**AUFGABEN:**
(a) Geben Sie aus dem Text über die Intuition den Abschnitt von „Gibt es eine“ bis „und zu ordnen.“ wortgetreu wieder.
(b) Welche Stimme wird im Text über die Intuition als besonders wertvoll genannt?

**TEXTAUSWAHL:**
———

Was können wir gegen diese Zerrissenheit tun?

Es gilt, diese Empfindungen zu transzendieren. Hilfreich kann sein, innere Anteile im Kontext von Kultur und Gesellschaft, Herkunftsfamilie und eigener Geschichte näher zu betrachten. Wir erkennen dadurch, dass sich Anteile im Laufe des Lebens zu bestimmten Mustern verfestigen. Man könnte auch sagen: Sie entwickeln ein Eigenleben und bringen uns dazu, immer wieder gleich auf bestimmte Reize zu reagieren. Dementsprechend ähneln sich dann auch unsere Erfahrungen, woraus wiederum ein bestimmtes Wahrnehmungsbild der Welt resultiert. Die innere Arbeit besteht darin, sich diese Muster und Prozesse anzuschauen — ohne Ab- oder Aufwertung. Einfach nur beobachten. Wie „funktioniere“ ich und wovon werde ich angetrieben. Dadurch erfahren alle inneren Anteile eine Wertschätzung und man erkennt ihre Beweggründe. Durch das Draufsehen von außen können sich alle Anteile neu ordnen und ausrichten ohne sich gegenseitig zu bekämpfen. Die daraus resultierende Ruhe fördert Klarheit und Entscheidungskraft. Intuition wird dadurch geschult und gefördert.

Gibt es eine Stimme, die besonders wertvoll ist?

Die des inneren Kritikers. Es ist die Stimme, die am unangenehmsten und oft auch am präsentesten vorhanden ist. Diesen inneren Kritiker sollten wir besser kennenlernen, damit er uns unterstützen kann, anstatt uns ständig auszuhebeln.

Ist dieser innere Kritiker die Intuition?

Nein, die Intuition ist die Stimme dahinter, die Stimme hinter allen inneren Anteilen. Wir hören klarer, was die Intuition zu sagen hat, wenn wir gelernt haben, die vielen unterschiedlichen Stimmen in uns zu identifizieren und zu ordnen.

Ist diese „Stimme dahinter“ immer da?

———

**DATENAUSZUG:**
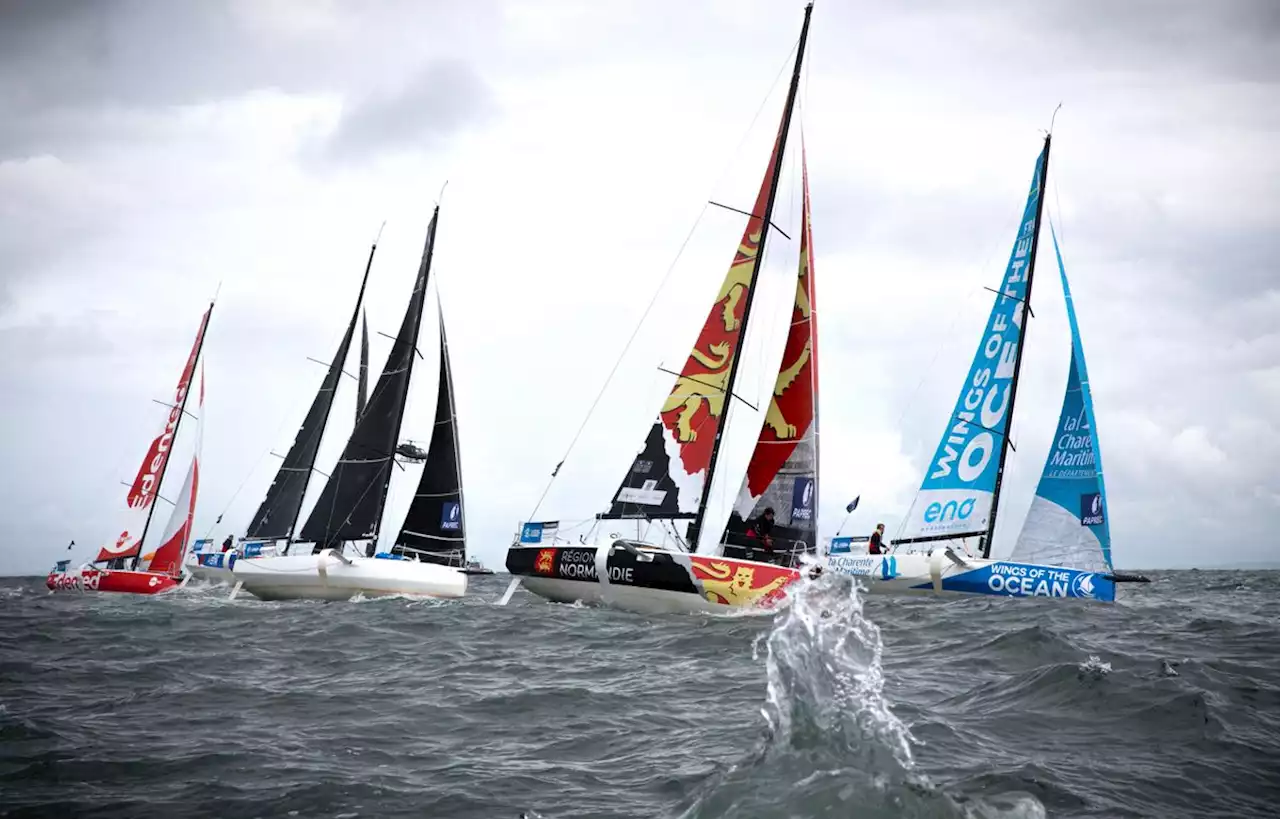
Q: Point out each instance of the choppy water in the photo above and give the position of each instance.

———

**GELÖSTE AUFGABEN:**
(a)
Gibt es eine Stimme, die besonders wertvoll ist?

Die des inneren Kritikers. Es ist die Stimme, die am unangenehmsten und oft auch am präsentesten vorhanden ist. Diesen inneren Kritiker sollten wir besser kennenlernen, damit er uns unterstützen kann, anstatt uns ständig auszuhebeln.

Ist dieser innere Kritiker die Intuition?

Nein, die Intuition ist die Stimme dahinter, die Stimme hinter allen inneren Anteilen. Wir hören klarer, was die Intuition zu sagen hat, wenn wir gelernt haben, die vielen unterschiedlichen Stimmen in uns zu identifizieren und zu ordnen.

(b) Die Stimme des inneren Kritikers.